- **Set exercise**
In the rows below, substitute "biggest circle" for every occurrence of "largest disc", change nothing else, and leave the pictures out of your answer.

- **Task data**
[START]
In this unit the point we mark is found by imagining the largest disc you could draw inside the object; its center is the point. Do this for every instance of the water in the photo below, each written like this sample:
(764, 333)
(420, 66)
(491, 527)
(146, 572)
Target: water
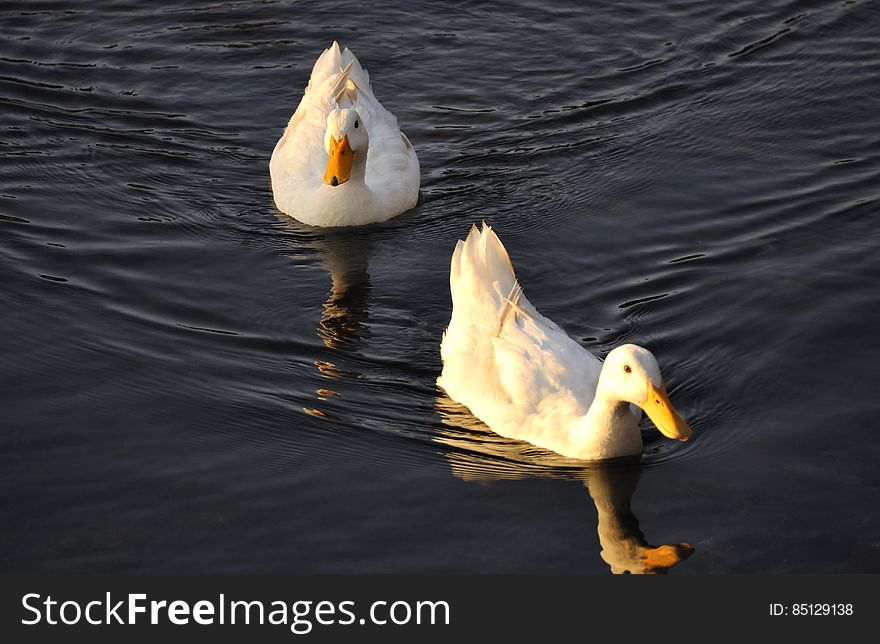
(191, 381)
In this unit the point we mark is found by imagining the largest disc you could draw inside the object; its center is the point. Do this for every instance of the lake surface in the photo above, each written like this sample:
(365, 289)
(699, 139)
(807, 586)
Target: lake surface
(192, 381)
[END]
- **Written reply**
In this unit the point we mark is found by imagining the biggest circle you could draw inside the object; its center is the point. Do this for every instance of the water in the photo below, each written like this sample:
(764, 333)
(420, 66)
(491, 527)
(146, 572)
Target: water
(191, 381)
In this unit the point we mark is found by imagining the biggest circle you could draw inside the object; its center is the point. Do this for every instance of the lake surface in the photo above, each written like this sample:
(365, 289)
(699, 139)
(807, 586)
Target: lake surface
(192, 381)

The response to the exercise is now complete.